Entries provided:
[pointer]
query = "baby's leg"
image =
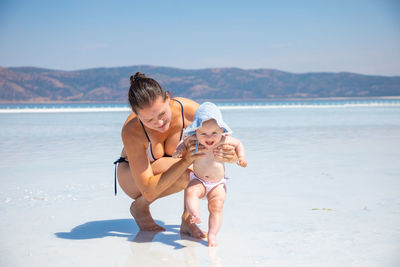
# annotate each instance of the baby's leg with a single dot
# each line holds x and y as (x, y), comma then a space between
(216, 198)
(193, 192)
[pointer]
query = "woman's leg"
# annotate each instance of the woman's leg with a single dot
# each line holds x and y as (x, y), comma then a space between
(193, 192)
(140, 207)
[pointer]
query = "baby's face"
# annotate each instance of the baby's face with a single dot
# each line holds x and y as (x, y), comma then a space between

Your objective: Of the lines above, show those in which "with" appears.

Response to this exercise:
# annotate each instance of the baby's leg with a single dot
# annotate each instance of the woman's leg with a single dot
# annotate each instance of the baby's face with a single dot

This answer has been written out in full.